Copy the items below word for word, starting at the line that contains "the blue and" and ending after the line that contains "Target: beige bandage wrap".

* * * *

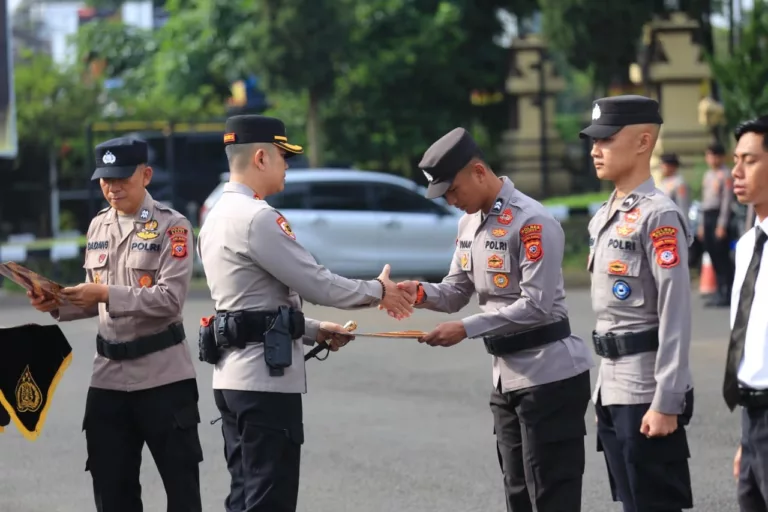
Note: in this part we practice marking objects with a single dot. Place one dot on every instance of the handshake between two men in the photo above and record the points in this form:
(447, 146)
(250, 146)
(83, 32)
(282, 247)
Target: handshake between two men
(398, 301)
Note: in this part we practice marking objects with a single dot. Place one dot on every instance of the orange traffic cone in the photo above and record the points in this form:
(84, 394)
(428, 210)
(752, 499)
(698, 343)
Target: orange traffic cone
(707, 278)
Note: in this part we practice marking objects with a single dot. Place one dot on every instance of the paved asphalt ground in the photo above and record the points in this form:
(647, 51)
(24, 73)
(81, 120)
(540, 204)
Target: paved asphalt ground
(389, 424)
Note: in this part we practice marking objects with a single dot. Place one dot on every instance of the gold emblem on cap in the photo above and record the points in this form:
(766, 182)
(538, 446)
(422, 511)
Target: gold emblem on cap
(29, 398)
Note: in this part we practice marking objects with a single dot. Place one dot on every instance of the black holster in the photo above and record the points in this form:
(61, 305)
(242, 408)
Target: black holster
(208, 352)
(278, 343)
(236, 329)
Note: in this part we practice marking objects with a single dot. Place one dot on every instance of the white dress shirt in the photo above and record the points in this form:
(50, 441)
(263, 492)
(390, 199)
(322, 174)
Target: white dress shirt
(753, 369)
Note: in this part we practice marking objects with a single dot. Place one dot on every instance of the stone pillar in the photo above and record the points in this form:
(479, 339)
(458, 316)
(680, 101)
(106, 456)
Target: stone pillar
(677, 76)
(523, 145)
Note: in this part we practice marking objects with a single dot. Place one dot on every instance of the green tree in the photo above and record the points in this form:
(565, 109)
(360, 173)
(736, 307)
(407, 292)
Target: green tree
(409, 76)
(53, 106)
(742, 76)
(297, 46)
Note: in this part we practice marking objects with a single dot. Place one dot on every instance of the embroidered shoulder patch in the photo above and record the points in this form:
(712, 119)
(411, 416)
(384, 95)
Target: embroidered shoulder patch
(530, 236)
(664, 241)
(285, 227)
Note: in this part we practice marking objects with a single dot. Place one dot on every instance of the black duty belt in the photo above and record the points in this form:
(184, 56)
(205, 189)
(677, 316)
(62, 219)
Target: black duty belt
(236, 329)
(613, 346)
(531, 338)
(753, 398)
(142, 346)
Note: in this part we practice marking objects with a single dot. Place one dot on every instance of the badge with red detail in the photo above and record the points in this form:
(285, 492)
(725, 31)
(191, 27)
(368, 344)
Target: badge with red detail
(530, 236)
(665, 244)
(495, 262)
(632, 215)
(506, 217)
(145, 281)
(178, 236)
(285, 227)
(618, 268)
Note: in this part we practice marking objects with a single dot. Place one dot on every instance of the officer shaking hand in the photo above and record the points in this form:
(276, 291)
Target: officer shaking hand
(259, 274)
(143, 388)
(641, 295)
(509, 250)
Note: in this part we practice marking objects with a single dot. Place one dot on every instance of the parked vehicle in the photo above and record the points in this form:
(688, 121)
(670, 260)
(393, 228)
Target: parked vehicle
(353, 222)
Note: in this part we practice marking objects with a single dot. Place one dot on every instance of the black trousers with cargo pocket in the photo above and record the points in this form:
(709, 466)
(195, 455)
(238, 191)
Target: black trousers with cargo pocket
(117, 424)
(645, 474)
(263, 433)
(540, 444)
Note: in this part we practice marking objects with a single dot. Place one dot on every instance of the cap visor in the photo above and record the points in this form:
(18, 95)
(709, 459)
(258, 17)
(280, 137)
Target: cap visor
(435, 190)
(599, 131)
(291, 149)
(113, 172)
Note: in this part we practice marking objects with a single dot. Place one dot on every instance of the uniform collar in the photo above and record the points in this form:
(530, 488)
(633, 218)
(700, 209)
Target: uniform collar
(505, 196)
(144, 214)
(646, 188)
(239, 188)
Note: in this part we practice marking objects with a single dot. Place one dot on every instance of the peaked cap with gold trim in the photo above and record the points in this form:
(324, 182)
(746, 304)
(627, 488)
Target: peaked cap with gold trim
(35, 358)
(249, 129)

* * * *

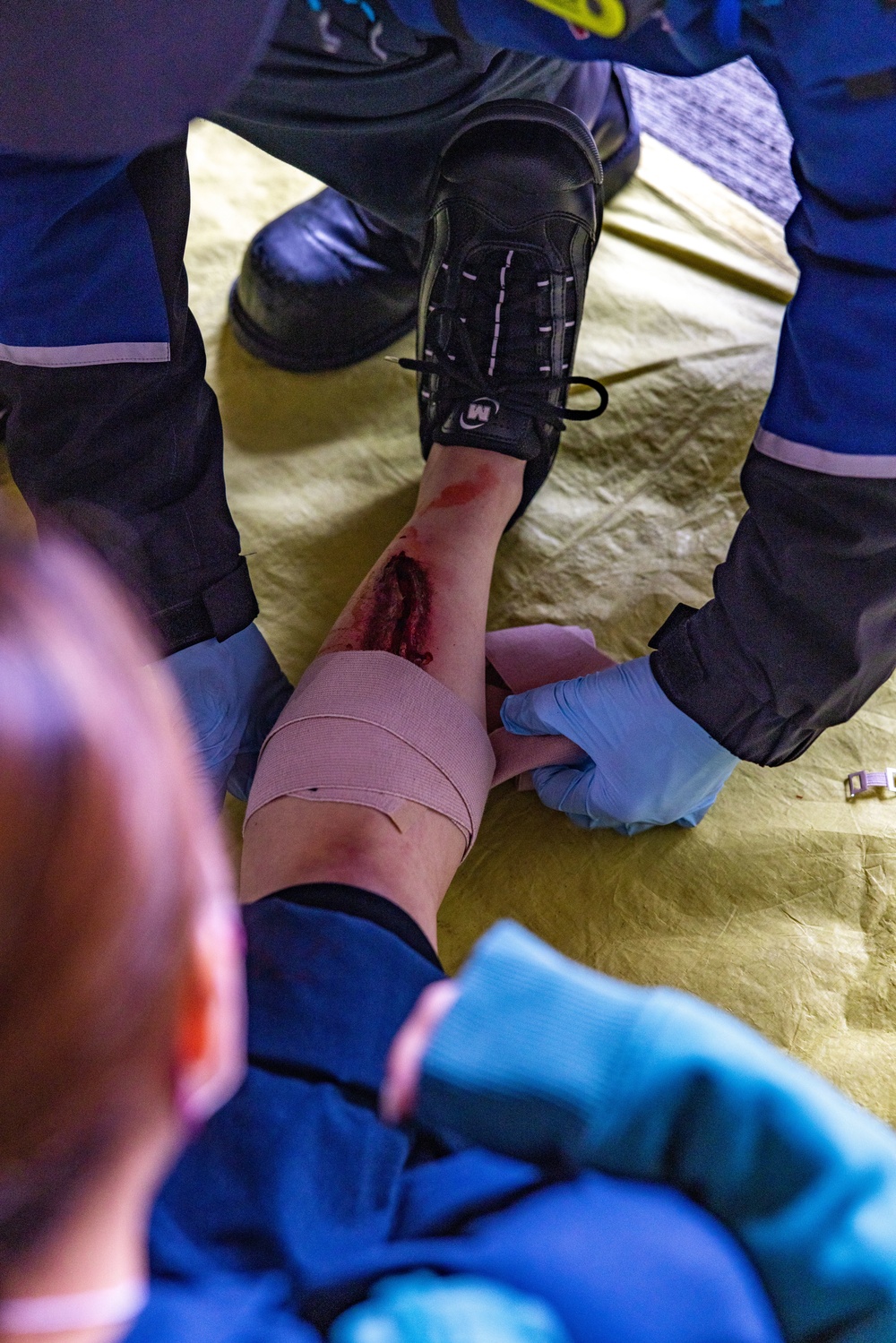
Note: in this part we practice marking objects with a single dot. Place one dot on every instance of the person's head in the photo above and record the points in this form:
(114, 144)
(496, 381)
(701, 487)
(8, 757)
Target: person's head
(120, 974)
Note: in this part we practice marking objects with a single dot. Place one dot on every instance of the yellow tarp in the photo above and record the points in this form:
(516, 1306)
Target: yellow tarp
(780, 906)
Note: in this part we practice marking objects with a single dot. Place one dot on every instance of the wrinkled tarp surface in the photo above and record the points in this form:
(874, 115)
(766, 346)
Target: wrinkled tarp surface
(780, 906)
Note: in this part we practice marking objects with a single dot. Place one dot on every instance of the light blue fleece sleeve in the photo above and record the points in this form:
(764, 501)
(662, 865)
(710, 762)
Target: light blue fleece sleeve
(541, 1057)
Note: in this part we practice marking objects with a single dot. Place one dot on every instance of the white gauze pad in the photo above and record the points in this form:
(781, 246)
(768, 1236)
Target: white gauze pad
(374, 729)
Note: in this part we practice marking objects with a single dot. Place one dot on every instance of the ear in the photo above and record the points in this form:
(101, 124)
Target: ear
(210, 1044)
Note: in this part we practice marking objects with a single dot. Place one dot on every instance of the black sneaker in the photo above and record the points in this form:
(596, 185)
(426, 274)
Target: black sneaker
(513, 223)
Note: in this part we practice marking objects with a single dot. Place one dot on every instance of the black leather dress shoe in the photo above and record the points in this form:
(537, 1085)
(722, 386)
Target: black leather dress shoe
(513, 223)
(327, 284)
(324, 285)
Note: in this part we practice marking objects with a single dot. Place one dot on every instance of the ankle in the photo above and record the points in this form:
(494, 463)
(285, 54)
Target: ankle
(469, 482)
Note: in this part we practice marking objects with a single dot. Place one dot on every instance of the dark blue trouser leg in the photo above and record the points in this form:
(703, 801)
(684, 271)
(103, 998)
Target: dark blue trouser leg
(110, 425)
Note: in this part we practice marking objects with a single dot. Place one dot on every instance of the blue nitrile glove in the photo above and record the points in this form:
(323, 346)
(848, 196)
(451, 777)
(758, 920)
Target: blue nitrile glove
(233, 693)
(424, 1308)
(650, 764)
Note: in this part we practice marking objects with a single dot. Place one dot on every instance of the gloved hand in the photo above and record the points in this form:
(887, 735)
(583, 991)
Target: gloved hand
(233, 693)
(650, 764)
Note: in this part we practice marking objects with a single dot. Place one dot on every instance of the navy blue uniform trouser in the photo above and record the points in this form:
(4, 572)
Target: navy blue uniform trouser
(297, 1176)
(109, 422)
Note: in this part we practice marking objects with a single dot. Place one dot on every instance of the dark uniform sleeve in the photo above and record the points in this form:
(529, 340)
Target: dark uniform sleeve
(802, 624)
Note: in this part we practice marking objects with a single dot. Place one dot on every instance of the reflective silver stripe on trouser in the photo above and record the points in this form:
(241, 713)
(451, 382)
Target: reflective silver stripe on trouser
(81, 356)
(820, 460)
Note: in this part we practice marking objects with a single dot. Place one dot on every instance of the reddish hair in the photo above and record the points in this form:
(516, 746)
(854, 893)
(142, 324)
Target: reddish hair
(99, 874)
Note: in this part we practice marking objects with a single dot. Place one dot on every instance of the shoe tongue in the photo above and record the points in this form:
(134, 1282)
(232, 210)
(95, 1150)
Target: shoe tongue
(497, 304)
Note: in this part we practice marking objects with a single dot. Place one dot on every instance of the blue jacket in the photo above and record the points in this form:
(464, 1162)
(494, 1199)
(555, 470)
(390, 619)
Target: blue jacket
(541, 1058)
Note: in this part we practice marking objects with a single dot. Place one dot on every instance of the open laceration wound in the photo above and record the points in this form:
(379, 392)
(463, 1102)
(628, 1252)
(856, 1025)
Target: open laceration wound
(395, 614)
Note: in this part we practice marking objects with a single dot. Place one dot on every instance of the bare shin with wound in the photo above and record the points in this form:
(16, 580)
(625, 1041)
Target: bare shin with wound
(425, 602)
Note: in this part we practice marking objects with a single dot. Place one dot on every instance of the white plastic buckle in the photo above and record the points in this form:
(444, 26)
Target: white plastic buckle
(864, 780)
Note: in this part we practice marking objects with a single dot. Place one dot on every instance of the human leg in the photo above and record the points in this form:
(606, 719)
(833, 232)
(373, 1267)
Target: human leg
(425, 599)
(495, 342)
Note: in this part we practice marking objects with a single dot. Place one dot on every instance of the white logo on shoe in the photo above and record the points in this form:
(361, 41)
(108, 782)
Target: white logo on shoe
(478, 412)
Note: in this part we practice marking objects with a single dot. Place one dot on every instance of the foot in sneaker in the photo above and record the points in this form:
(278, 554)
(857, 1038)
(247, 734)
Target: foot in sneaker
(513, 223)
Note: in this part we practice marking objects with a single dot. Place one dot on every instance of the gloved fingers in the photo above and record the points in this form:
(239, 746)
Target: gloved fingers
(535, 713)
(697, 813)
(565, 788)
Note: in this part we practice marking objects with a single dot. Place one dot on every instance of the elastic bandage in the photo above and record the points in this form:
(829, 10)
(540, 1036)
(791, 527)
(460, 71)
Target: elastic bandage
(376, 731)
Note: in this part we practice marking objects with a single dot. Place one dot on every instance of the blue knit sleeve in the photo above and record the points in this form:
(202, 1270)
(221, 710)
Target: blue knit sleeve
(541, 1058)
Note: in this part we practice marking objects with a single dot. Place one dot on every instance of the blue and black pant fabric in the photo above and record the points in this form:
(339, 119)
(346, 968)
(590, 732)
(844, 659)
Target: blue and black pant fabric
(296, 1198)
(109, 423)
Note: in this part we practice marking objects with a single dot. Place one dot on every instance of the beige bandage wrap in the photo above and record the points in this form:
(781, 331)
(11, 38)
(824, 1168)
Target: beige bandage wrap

* * * *

◆ Exercise solution:
Note: in this part we practice marking objects with a single dot. Place one dot on every instance of the blue and black pant fabric in the photo above and record the points in this form:
(339, 119)
(346, 968)
(590, 732)
(844, 659)
Target: blue and black pant fabric
(296, 1198)
(109, 423)
Note: in this part we practice marking objects with a single dot. Place one dot on every instance of the beige bandage wrap in the photo above and record the points in this form:
(781, 331)
(11, 38)
(824, 1168)
Target: beige bandage wrap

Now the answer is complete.